Segment Open

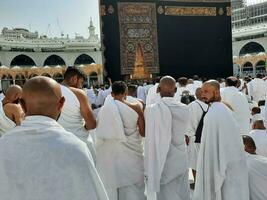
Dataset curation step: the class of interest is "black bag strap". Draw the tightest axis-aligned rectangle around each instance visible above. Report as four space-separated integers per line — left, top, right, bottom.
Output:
195 101 209 143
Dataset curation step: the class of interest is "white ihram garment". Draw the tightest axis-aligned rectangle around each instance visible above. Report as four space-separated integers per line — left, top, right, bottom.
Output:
0 101 15 136
193 102 249 200
221 86 250 135
126 95 143 110
248 129 267 157
96 96 145 200
145 97 190 200
146 83 160 105
58 85 96 162
186 99 208 170
249 78 267 102
0 116 108 200
137 86 147 103
246 154 267 200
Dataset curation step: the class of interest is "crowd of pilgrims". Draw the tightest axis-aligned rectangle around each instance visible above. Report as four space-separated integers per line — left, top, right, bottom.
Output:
0 67 267 200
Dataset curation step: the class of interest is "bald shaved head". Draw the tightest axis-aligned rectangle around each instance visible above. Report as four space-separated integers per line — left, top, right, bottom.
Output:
201 80 221 104
3 85 22 104
158 76 177 97
195 87 202 100
203 80 220 90
21 76 65 120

Segment Closed

Pictures stay out of the copy; please restate every record above exactly.

* Result for this task *
Dataset curation step: the class of interest is "black bag strap". Draw the tightest axis-aligned rectangle around each instance visible above. Report as four space-separated integers per line — left, top, right, bottom.
Output:
195 101 209 143
Dataset curation step: the class of interest is "white ihram garment". Draw the tightest axis-aligned rectangle around each instance visible above. Report as four space-separated integers per line — left, top, right, bottom.
Output:
0 101 15 136
193 102 249 200
221 86 250 135
126 95 143 110
248 129 267 157
96 96 145 200
145 97 190 200
146 83 160 105
58 85 96 162
186 99 208 170
249 78 267 102
0 116 108 200
137 86 147 103
246 154 267 200
Dataset curation step: the class of interest is "crowd of pilgrims". Draw the tightest axis-aligned rectangle around each instance visible above. Report as four space-separated integers per line — left, top, right, bottom.
Output:
0 67 267 200
Dataset curation step: the class of interest is "bald shaved head". Draw the tightest axis-aligned rectangle around each instance visible above. Report as four space-separated integers per line — left, top, right, bottom.
Output:
201 80 221 104
3 85 22 104
158 76 177 97
195 87 202 100
203 80 220 90
21 76 65 120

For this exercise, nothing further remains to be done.